BRIEF: Output the line that contains "Objective — a point for each instance of the dashed" and every line after it to the end of the entries, with nothing added or left out.

INFORMATION:
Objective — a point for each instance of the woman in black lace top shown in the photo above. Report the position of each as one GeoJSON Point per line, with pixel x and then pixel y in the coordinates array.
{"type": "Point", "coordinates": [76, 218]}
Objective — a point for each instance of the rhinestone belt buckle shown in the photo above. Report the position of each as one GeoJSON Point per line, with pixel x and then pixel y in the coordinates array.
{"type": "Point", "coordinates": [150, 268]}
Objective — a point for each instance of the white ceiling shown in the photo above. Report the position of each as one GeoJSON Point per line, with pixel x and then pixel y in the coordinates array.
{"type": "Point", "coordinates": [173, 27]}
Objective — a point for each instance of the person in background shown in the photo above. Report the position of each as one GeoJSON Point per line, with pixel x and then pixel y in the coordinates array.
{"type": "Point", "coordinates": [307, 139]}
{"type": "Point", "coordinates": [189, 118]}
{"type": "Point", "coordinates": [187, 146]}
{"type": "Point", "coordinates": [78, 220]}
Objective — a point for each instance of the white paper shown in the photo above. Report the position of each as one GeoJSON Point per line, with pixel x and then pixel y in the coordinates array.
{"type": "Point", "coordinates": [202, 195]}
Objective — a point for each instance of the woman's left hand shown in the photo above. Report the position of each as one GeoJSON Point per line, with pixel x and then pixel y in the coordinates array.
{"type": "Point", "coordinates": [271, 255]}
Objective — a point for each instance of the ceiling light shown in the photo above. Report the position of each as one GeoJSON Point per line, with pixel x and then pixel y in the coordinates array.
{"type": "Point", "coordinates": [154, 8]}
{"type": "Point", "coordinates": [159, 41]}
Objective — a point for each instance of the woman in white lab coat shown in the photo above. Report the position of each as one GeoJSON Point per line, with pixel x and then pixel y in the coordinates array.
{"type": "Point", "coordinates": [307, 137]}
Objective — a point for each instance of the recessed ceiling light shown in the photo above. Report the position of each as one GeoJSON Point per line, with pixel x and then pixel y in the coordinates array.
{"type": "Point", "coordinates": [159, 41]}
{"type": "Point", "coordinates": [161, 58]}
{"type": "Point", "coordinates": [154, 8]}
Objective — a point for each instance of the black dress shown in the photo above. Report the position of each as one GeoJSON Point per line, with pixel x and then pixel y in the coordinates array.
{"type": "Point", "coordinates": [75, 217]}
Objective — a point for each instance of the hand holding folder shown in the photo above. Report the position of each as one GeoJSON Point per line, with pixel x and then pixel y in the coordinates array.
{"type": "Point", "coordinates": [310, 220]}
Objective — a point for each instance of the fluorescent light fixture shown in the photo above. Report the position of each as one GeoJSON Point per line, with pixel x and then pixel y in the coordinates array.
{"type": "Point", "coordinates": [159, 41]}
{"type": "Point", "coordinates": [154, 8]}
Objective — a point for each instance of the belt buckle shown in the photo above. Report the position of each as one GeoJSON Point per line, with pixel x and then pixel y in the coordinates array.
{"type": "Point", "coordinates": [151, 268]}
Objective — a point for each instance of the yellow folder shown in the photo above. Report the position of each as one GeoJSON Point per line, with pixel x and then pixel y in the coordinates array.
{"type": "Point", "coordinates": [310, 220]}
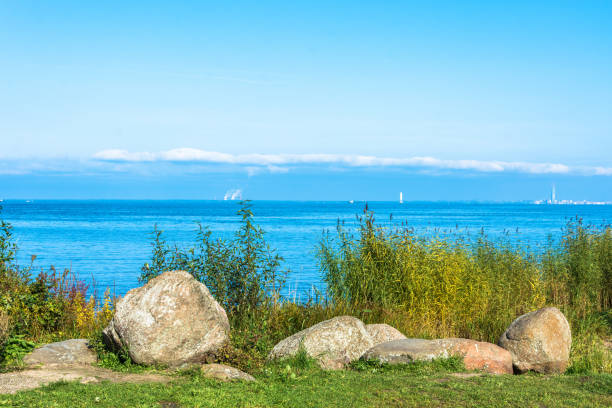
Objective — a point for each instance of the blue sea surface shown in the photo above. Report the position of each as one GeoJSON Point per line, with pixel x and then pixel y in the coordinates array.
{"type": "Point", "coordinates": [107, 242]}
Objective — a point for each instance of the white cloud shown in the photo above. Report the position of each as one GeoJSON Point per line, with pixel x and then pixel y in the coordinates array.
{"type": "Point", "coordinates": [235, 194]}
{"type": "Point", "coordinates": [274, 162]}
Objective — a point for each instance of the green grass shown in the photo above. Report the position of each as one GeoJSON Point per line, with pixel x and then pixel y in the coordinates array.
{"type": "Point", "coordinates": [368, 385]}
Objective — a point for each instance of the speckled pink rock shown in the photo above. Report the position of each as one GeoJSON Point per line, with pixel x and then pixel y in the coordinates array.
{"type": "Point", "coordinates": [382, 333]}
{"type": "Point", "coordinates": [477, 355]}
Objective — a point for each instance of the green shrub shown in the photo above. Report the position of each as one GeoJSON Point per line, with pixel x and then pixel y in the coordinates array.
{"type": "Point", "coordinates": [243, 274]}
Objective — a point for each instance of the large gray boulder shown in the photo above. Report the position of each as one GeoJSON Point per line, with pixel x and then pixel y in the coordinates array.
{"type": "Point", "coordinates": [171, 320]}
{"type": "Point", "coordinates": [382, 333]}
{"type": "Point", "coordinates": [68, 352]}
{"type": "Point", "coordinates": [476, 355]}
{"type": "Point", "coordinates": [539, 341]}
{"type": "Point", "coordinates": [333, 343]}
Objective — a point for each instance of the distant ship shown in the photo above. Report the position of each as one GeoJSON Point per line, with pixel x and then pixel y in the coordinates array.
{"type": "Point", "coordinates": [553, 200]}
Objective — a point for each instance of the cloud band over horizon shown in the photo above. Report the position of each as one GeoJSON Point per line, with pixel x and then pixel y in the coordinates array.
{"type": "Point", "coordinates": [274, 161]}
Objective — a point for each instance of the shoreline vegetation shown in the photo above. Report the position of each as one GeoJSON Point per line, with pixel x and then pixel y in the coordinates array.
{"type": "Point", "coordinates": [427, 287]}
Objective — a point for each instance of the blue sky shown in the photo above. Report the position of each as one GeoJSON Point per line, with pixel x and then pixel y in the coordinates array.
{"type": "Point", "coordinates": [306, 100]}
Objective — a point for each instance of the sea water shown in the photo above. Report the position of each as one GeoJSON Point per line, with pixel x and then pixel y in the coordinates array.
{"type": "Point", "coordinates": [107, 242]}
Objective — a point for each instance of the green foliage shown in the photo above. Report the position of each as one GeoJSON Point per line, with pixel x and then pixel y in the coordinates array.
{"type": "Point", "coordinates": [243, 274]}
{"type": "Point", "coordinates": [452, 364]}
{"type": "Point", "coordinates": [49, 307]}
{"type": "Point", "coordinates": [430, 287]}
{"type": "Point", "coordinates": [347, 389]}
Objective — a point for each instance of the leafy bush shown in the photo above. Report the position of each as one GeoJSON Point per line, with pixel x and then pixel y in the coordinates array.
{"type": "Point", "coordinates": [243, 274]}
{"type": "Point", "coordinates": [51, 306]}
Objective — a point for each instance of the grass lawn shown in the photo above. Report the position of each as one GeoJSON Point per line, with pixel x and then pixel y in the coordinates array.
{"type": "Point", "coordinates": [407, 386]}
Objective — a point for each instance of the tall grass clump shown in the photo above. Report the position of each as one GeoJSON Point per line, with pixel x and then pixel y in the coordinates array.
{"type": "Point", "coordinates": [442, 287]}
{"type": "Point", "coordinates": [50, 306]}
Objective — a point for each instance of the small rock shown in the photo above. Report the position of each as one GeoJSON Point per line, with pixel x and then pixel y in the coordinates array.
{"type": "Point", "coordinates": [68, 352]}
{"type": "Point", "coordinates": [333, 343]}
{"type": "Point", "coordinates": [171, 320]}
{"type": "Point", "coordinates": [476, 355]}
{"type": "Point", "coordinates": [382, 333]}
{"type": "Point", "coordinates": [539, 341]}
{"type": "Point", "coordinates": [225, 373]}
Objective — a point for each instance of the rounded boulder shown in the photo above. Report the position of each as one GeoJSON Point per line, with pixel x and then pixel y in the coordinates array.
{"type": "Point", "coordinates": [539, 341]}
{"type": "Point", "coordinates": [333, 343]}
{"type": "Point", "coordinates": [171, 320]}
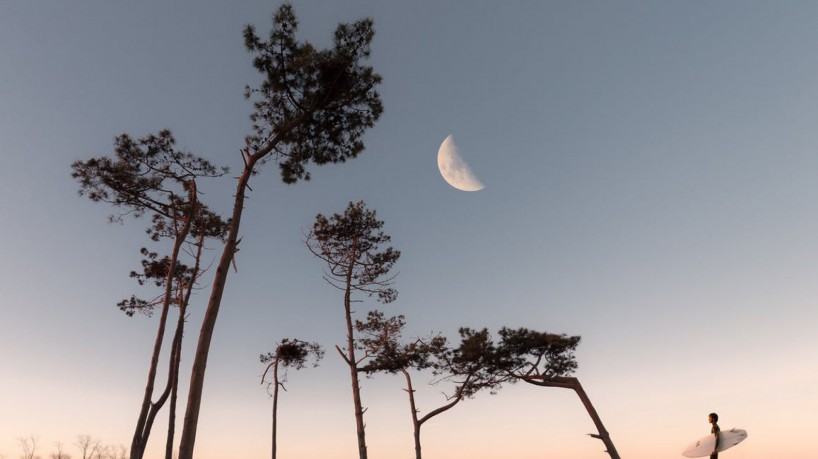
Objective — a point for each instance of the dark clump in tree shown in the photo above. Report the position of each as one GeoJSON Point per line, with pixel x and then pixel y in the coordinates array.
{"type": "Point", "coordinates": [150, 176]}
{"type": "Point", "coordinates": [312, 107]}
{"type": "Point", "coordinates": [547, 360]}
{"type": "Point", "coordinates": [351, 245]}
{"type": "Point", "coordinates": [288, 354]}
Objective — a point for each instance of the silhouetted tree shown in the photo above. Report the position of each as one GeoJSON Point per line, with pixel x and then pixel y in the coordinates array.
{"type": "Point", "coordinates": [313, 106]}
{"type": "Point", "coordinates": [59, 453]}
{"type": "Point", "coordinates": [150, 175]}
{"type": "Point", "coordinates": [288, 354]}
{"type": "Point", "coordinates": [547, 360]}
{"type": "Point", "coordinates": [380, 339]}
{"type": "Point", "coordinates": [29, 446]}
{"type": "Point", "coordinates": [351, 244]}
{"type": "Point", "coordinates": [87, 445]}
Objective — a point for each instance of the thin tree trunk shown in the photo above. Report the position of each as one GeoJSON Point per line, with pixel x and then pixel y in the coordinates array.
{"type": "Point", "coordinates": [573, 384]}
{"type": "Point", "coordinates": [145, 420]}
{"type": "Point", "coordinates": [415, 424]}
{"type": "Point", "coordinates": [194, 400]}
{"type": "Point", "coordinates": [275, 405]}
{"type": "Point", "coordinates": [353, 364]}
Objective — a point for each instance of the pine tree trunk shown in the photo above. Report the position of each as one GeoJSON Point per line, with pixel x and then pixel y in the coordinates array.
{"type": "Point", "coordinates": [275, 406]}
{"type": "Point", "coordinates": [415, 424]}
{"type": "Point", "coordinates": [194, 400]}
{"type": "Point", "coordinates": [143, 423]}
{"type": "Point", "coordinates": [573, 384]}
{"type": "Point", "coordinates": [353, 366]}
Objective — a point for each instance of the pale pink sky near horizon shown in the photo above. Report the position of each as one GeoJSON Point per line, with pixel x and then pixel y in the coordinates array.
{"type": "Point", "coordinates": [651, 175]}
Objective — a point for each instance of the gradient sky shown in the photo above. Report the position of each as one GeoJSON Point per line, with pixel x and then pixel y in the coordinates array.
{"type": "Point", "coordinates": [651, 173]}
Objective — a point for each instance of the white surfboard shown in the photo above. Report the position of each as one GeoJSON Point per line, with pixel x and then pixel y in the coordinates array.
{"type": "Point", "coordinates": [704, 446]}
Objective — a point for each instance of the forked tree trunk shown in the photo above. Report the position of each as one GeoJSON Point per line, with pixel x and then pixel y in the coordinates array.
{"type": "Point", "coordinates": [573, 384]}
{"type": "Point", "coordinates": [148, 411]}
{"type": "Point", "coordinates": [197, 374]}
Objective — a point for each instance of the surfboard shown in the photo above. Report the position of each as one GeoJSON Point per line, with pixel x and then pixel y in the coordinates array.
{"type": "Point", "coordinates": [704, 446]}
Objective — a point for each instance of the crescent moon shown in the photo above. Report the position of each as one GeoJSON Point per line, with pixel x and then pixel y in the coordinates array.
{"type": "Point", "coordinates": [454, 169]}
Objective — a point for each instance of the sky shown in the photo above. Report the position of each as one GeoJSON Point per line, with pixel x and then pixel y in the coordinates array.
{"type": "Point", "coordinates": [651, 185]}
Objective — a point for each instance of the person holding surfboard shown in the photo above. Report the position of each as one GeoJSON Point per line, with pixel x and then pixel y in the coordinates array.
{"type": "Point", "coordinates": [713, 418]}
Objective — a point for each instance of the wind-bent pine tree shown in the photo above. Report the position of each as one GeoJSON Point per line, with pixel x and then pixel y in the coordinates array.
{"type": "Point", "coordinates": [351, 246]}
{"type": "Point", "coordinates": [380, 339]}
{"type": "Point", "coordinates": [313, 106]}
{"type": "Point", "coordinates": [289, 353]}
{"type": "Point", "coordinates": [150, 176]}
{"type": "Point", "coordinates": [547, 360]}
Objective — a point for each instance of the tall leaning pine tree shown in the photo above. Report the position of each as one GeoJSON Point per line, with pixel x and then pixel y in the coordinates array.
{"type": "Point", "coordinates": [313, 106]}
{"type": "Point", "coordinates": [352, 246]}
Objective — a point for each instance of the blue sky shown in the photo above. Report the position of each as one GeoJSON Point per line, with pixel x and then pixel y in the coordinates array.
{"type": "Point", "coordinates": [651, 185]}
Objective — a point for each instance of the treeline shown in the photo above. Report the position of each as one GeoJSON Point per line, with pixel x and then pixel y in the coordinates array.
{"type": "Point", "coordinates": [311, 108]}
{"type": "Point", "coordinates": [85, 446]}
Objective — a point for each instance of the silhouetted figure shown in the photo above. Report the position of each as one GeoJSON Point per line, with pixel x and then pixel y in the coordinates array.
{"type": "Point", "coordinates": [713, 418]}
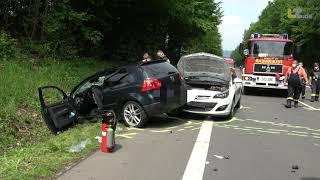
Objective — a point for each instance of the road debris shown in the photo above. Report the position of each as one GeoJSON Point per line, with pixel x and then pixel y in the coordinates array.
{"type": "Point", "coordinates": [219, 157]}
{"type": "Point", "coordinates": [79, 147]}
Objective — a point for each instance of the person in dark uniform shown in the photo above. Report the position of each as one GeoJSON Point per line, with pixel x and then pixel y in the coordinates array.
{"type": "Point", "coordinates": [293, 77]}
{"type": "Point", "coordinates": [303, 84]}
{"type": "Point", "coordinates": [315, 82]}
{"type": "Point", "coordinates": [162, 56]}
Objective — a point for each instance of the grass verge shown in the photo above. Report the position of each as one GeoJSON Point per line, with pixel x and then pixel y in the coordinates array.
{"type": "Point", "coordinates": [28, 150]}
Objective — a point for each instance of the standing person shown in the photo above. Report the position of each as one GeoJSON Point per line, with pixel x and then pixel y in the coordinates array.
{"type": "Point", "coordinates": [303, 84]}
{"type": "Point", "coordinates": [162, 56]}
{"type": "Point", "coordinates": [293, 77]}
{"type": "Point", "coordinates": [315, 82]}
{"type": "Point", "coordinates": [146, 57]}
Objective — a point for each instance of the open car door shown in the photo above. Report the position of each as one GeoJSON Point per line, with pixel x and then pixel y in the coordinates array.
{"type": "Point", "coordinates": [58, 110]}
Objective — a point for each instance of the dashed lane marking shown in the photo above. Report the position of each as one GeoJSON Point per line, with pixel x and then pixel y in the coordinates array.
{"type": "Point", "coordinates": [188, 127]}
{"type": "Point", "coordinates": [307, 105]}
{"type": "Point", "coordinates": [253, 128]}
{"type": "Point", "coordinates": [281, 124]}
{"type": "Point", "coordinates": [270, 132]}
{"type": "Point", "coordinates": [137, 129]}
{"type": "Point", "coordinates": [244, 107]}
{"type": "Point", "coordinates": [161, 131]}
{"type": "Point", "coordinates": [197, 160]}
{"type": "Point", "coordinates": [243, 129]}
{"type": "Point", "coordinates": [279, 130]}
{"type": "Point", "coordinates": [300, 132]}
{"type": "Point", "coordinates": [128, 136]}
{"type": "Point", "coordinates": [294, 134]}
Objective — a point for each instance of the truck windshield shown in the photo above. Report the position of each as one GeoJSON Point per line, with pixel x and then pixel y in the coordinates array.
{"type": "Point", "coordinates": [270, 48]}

RESPONSE TO THE TASK:
Objective — a point for each instance of the dashed lane marking shown in the photo above. Report the position of each as one GeoJSON Point per line, with pixel x and then pixel y in the coordinates array.
{"type": "Point", "coordinates": [188, 127]}
{"type": "Point", "coordinates": [307, 105]}
{"type": "Point", "coordinates": [253, 128]}
{"type": "Point", "coordinates": [281, 124]}
{"type": "Point", "coordinates": [270, 132]}
{"type": "Point", "coordinates": [137, 129]}
{"type": "Point", "coordinates": [244, 107]}
{"type": "Point", "coordinates": [161, 131]}
{"type": "Point", "coordinates": [197, 160]}
{"type": "Point", "coordinates": [243, 129]}
{"type": "Point", "coordinates": [279, 130]}
{"type": "Point", "coordinates": [300, 132]}
{"type": "Point", "coordinates": [128, 136]}
{"type": "Point", "coordinates": [294, 134]}
Objective — a point for each instance of the truck windshield shown in the photo above. Report the position of each as one GeoJSON Point per line, with pixel x and then pixel y in the coordinates array.
{"type": "Point", "coordinates": [270, 48]}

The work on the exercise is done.